### Passage provided:
┌──
[AZ-265] Replay as configuration of airborne binary (ADR-011)

Re-design replay mode per user direction: replay is no longer a fourth
Docker image with a reduced component set, but a `config.mode = "replay"`
branch of the single airborne binary. The pre-flight workflow (route in
suite UI -> C12 tile download via real satellite-provider -> C10
manifest+engines build) is identical between live and replay; only three
strategies swap at compose time:

  FrameSource:      Live <-> Video
  FcAdapter:        Pymavlink/MSP2 <-> TlogReplay
  MavlinkTransport: Serial <-> Noop

The C8 outbound MAVLink encoders run unchanged in both modes; their
bytes hit `NoopMavlinkTransport` in replay and disappear. A new
`JsonlReplaySink` taps C5's `EstimatorOutput` stream so the parent-suite
UI sees per-tick coordinates by tailing `results.jsonl`. MAVLink 2.0
signing key remains mandatory (operator supplies a dummy file).

A new `replay_input/` Layer-4 cross-cutting coordinator owns
`(video, tlog) -> (FrameSource, FcAdapter, Clock)` convergence; the
composition root sees only standard interfaces past `.open()`.

Docs:
- architecture.md: new ADR-011 with full rationale; ADR-002 binary
  narrative updated.
- contracts/replay/replay_protocol.md: bumped to v2.0.0; 12 invariants
  (notably mode-agnosticism + encoder byte-equality + signing key
  mandatory + real C6 cache in replay).
- module-layout.md: Build-Time Exclusion Map dropped from 4 to 3 binary
  columns; replay-mode `BUILD_*` flags default ON in airborne;
  `shared/replay_input` cross-cutting entry added.
- epics.md: E-DEMO-REPLAY scope reframed; story points 27-32 -> 19-24.
└──
### What the task requires:
Answer these questions from the replay-mode change note above.
(a) Which three strategies swap at compose time between live and replay?
(b) To what version was the replay protocol contract bumped?
(c) How did the story point estimate for E-DEMO-REPLAY change?

### Information provided:
┌──
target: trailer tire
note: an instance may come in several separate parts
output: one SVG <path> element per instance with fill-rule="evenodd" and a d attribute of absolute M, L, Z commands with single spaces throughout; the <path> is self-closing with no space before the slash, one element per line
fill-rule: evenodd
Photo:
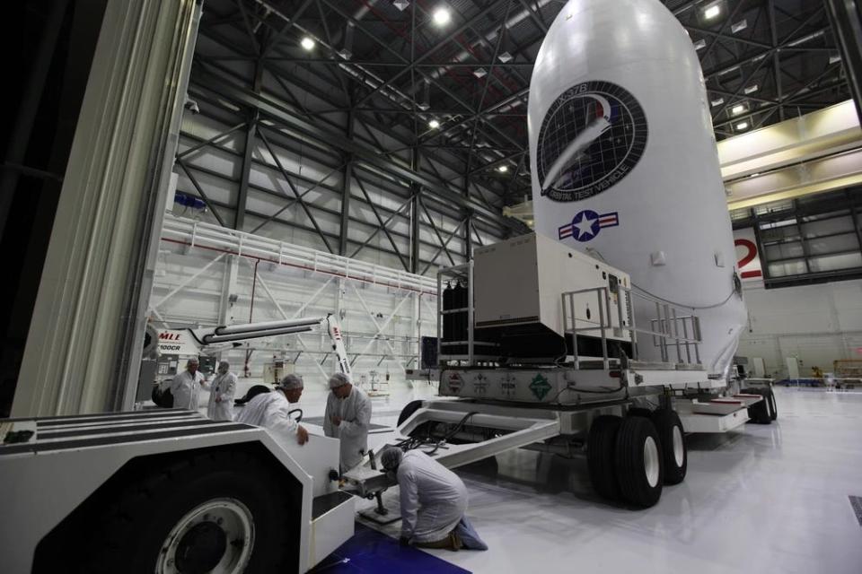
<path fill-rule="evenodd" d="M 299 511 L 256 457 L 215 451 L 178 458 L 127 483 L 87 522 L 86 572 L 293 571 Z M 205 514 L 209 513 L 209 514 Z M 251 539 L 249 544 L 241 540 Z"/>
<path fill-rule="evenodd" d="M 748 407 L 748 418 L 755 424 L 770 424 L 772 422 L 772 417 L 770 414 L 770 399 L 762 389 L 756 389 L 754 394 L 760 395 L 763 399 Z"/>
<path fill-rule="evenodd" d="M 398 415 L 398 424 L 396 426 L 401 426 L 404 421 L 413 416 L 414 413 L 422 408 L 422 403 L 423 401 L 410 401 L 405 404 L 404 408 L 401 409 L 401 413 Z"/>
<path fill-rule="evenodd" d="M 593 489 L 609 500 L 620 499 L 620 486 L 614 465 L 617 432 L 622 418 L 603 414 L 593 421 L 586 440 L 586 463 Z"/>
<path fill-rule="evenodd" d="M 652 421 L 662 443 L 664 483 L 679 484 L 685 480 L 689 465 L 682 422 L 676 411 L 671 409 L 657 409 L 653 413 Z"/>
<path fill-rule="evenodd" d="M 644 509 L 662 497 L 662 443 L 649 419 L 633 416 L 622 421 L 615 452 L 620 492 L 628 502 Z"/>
└──
┌──
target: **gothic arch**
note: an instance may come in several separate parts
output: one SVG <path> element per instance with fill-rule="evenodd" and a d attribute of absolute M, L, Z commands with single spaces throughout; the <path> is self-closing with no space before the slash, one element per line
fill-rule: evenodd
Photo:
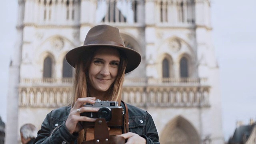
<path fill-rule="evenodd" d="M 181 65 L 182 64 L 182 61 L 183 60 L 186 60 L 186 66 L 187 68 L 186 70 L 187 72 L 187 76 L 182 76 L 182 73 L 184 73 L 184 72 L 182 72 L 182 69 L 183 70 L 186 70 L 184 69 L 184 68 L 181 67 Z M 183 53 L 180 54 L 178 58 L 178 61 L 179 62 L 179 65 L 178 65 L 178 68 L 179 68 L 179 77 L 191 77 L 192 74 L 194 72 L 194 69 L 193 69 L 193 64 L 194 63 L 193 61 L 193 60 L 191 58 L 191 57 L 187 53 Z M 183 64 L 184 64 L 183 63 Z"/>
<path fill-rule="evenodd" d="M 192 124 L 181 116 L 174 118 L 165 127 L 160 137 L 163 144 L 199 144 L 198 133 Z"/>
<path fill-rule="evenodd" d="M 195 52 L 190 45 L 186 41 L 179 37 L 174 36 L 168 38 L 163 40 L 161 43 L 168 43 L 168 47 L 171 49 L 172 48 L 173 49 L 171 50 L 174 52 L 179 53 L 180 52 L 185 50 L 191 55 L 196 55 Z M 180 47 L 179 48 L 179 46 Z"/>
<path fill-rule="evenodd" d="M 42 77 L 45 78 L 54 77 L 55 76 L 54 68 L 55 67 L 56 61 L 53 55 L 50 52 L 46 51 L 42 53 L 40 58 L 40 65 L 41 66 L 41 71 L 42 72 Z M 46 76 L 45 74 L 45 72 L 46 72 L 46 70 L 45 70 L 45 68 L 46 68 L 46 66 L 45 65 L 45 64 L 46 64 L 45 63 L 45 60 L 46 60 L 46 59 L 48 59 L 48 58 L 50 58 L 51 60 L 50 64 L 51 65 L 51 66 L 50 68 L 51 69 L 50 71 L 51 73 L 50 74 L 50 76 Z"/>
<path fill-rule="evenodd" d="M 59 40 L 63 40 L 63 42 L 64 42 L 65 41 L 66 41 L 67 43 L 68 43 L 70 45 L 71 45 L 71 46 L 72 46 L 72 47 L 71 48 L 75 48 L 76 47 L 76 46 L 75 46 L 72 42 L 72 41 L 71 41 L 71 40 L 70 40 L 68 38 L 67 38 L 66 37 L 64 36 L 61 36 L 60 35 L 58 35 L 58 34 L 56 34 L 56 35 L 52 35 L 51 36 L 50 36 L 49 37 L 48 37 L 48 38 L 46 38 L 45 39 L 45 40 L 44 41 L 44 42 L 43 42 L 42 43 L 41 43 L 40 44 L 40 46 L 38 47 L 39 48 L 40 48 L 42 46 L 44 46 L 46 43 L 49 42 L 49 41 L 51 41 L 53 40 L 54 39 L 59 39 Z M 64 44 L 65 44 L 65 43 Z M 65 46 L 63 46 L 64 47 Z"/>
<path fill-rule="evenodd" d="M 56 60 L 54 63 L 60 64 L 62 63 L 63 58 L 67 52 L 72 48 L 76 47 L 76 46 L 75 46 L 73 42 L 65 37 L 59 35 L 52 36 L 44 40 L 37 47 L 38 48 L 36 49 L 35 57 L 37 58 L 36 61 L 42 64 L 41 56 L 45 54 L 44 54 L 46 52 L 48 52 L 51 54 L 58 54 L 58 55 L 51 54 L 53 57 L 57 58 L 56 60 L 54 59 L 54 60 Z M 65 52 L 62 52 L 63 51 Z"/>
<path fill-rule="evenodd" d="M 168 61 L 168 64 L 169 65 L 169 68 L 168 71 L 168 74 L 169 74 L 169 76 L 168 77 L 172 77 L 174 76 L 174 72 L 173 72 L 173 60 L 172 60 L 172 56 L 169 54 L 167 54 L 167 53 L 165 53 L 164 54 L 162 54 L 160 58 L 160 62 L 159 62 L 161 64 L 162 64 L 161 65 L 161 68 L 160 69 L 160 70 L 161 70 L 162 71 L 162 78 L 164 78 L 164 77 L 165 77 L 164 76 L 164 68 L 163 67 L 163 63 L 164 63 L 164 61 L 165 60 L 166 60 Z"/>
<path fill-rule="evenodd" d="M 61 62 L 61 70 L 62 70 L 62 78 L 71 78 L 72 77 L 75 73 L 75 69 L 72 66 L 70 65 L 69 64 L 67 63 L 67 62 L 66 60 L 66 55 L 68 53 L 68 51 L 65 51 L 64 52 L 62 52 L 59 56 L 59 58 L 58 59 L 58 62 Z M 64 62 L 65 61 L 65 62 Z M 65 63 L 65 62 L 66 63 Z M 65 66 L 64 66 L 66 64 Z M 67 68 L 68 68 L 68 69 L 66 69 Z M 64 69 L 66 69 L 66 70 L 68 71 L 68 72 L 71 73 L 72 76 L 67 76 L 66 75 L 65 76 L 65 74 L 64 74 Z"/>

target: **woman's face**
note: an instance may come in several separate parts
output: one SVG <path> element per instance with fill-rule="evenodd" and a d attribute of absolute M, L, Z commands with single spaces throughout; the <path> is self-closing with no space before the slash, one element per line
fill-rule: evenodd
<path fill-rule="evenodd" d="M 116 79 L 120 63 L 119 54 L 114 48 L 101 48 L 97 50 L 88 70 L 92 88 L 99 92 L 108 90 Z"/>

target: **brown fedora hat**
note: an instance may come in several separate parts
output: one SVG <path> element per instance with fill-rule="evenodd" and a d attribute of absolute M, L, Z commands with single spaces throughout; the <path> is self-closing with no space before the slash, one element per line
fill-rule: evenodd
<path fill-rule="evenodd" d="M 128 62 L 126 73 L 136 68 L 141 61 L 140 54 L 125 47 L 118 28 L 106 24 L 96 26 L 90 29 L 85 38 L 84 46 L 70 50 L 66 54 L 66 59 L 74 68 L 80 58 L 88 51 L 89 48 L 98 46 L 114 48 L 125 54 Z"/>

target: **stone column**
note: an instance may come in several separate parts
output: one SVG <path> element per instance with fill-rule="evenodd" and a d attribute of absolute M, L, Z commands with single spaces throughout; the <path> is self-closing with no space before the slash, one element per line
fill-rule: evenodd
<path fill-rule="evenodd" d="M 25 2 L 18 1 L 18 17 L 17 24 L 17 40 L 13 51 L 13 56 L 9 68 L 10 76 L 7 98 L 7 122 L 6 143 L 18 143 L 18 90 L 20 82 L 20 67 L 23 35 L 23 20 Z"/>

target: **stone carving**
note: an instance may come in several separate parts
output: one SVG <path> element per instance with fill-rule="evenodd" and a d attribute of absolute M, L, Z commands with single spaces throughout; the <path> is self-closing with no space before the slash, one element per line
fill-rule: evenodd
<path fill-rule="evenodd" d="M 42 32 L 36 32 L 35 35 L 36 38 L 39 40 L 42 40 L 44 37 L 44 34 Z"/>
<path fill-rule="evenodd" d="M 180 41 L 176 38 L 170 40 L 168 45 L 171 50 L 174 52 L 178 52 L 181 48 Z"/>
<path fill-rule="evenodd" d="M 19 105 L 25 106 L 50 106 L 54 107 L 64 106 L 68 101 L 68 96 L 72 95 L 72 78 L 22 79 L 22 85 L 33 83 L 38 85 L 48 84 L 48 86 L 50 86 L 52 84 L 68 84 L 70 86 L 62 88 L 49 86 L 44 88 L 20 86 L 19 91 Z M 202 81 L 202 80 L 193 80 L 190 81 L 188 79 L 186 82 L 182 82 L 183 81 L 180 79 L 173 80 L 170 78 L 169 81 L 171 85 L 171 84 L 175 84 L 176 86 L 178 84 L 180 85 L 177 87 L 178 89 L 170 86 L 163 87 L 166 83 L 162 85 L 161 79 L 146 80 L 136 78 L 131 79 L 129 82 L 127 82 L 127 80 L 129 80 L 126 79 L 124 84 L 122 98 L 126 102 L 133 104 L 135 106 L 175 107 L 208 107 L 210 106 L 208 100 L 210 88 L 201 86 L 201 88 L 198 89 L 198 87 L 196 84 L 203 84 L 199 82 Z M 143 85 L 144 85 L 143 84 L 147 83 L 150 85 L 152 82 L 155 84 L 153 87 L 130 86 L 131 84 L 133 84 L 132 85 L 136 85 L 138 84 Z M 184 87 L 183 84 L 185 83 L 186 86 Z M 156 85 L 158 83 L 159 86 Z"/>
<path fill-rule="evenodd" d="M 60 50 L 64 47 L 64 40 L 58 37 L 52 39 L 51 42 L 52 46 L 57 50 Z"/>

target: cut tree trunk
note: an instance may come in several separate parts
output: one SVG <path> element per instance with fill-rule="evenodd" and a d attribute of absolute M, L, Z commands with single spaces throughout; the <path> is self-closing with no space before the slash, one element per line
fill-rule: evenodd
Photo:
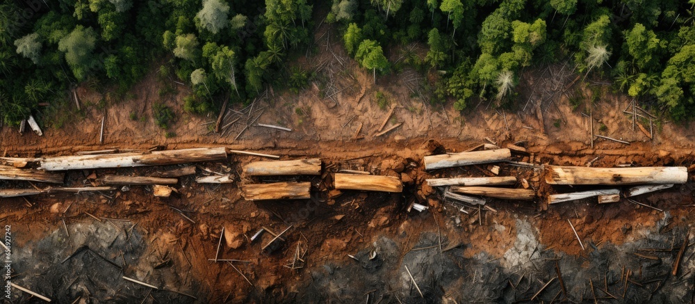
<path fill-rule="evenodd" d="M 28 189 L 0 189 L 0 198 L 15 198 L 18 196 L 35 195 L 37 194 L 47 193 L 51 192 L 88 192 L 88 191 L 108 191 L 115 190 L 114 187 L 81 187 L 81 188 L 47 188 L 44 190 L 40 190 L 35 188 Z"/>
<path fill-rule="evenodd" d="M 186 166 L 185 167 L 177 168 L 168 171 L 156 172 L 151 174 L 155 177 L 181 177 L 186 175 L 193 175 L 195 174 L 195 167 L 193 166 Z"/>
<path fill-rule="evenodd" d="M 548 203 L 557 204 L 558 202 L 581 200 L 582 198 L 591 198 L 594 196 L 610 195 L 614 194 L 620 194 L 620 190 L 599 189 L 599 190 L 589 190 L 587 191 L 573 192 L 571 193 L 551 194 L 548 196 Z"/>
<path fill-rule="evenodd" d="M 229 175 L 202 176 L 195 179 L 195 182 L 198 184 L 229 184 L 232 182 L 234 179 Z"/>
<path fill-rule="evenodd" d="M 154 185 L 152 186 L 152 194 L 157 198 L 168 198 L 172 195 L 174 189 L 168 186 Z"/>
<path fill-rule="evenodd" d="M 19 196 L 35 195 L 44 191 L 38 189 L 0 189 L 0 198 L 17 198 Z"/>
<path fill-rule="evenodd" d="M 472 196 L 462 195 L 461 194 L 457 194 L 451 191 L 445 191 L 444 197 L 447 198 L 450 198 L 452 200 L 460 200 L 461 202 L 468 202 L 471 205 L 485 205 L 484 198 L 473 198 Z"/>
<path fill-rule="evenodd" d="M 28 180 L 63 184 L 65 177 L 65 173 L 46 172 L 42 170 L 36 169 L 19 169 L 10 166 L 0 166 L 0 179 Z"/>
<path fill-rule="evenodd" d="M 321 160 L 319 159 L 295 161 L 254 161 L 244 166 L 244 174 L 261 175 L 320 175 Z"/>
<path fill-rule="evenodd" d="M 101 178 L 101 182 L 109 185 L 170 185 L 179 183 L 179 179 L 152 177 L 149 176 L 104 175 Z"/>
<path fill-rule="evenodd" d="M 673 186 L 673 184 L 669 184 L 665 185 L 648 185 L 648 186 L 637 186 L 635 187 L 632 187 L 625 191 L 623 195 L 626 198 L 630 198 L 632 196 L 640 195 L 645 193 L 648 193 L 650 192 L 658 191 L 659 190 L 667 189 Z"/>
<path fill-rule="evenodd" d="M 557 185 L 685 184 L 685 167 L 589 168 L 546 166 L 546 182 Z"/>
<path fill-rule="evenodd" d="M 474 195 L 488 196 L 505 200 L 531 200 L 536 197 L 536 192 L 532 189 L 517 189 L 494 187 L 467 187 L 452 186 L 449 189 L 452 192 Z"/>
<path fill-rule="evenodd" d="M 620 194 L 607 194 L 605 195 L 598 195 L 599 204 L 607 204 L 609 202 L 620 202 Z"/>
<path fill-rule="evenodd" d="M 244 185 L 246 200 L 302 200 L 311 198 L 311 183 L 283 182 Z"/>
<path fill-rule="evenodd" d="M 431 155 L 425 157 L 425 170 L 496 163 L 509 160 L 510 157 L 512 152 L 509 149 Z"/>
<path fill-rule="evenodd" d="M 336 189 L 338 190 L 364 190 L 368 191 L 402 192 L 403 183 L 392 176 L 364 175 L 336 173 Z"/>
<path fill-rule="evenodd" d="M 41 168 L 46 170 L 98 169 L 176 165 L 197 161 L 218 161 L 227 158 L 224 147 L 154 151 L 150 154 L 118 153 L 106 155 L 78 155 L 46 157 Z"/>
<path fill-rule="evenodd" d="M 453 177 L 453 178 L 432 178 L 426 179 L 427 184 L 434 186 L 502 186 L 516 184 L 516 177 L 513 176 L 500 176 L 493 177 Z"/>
└──
### Final answer:
(a) FrameSource (Live ↔ Video), FcAdapter (Pymavlink/MSP2 ↔ TlogReplay) and MavlinkTransport (Serial ↔ Noop).
(b) v2.0.0.
(c) It went from 27-32 to 19-24.